To do>
Can the data below be echoed back word for word?

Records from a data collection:
────
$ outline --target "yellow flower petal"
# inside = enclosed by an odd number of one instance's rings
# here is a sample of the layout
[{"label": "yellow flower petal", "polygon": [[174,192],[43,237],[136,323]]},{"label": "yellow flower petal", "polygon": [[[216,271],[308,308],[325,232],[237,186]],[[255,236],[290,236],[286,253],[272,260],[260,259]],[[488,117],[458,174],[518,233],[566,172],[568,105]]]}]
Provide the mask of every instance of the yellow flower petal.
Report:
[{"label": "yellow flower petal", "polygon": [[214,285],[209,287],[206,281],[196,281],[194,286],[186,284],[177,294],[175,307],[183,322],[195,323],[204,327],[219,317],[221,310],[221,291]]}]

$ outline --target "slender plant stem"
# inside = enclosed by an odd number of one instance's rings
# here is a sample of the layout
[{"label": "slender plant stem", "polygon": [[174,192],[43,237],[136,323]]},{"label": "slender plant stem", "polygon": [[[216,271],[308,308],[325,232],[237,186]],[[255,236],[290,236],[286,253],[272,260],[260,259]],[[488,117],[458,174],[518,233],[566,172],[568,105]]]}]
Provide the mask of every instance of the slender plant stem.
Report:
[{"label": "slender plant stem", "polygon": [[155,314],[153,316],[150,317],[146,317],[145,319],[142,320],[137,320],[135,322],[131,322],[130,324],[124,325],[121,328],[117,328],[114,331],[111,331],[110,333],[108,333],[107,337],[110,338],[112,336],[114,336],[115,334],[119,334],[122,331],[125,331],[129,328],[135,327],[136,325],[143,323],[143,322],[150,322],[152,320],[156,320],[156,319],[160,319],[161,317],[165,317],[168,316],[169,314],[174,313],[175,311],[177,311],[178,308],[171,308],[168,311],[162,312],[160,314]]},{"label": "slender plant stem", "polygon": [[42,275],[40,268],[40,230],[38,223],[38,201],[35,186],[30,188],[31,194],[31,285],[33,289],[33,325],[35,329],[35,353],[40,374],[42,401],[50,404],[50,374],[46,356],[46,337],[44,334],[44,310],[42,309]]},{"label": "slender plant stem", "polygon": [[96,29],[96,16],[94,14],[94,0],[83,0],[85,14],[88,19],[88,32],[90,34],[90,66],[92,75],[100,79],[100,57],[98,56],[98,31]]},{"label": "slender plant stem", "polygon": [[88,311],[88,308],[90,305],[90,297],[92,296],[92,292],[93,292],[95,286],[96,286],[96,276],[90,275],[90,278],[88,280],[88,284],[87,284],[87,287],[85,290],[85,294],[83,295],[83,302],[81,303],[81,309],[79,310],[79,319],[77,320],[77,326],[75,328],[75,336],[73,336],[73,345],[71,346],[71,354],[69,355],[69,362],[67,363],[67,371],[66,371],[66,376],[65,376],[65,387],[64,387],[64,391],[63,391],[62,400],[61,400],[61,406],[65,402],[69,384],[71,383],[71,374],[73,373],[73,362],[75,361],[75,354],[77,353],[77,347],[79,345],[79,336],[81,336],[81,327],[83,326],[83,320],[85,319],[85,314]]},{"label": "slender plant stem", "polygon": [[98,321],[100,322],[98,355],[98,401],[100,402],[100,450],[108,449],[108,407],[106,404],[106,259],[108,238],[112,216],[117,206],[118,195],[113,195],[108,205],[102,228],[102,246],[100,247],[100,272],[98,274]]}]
────
Task answer>
$ outline --target "yellow flower petal"
# inside = enclosed by an odd number of one instance's rings
# here is a sample of the layout
[{"label": "yellow flower petal", "polygon": [[174,192],[43,237],[136,323]]},{"label": "yellow flower petal", "polygon": [[[216,271],[308,308],[325,232],[237,186]],[[255,236],[290,236],[286,253],[272,260],[260,259]],[[488,117],[458,174],[518,233],[566,172],[568,105]]]}]
Provide the mask of every instance of the yellow flower petal.
Report:
[{"label": "yellow flower petal", "polygon": [[214,285],[209,287],[206,281],[196,281],[194,286],[186,284],[177,294],[175,307],[183,322],[195,323],[204,327],[219,317],[221,310],[221,291]]}]

$ outline --target "slender plant stem"
# inside = enclosed by an odd number of one instance's rings
# here is a sample of the layout
[{"label": "slender plant stem", "polygon": [[174,192],[43,237],[136,323]]},{"label": "slender plant stem", "polygon": [[[216,271],[308,308],[325,232],[237,186]],[[255,236],[290,236],[286,253],[272,260],[260,259]],[[488,117],[458,174],[518,233],[566,172],[568,105]]]}]
Provide the mask of every instance of the slender plant stem.
Report:
[{"label": "slender plant stem", "polygon": [[155,314],[153,316],[150,317],[146,317],[145,319],[142,320],[137,320],[135,322],[131,322],[130,324],[124,325],[121,328],[117,328],[114,331],[111,331],[110,333],[108,333],[107,337],[110,338],[112,336],[114,336],[115,334],[119,334],[122,331],[125,331],[129,328],[135,327],[136,325],[143,323],[143,322],[150,322],[152,320],[156,320],[156,319],[160,319],[161,317],[165,317],[168,316],[169,314],[174,313],[175,311],[177,311],[178,308],[171,308],[168,311],[162,312],[160,314]]},{"label": "slender plant stem", "polygon": [[42,275],[40,268],[40,230],[38,223],[38,201],[35,186],[30,188],[31,194],[31,285],[33,289],[33,325],[35,329],[35,353],[40,374],[42,401],[50,404],[50,374],[46,356],[46,337],[44,334],[44,310],[42,309]]},{"label": "slender plant stem", "polygon": [[96,29],[96,16],[94,14],[94,0],[83,0],[85,14],[88,19],[88,32],[90,34],[90,66],[92,75],[100,79],[100,57],[98,56],[98,31]]},{"label": "slender plant stem", "polygon": [[88,311],[88,308],[90,305],[90,297],[92,296],[92,292],[93,292],[95,286],[96,286],[96,276],[90,275],[90,278],[88,280],[88,284],[87,284],[87,287],[85,290],[85,294],[83,295],[83,302],[81,303],[81,309],[79,310],[79,319],[77,320],[77,326],[75,328],[75,336],[73,336],[73,345],[71,346],[71,354],[69,355],[69,362],[67,363],[67,371],[66,371],[66,376],[65,376],[65,387],[64,387],[64,391],[63,391],[62,400],[61,400],[61,406],[65,402],[69,384],[71,383],[71,374],[73,373],[73,362],[75,361],[75,354],[77,353],[77,347],[79,345],[79,336],[81,336],[81,327],[83,326],[83,320],[85,319],[85,314]]},{"label": "slender plant stem", "polygon": [[98,321],[100,322],[98,355],[98,401],[100,402],[100,450],[108,449],[108,407],[106,404],[106,259],[108,238],[112,216],[117,206],[118,195],[113,195],[108,205],[102,228],[102,246],[100,247],[100,272],[98,274]]}]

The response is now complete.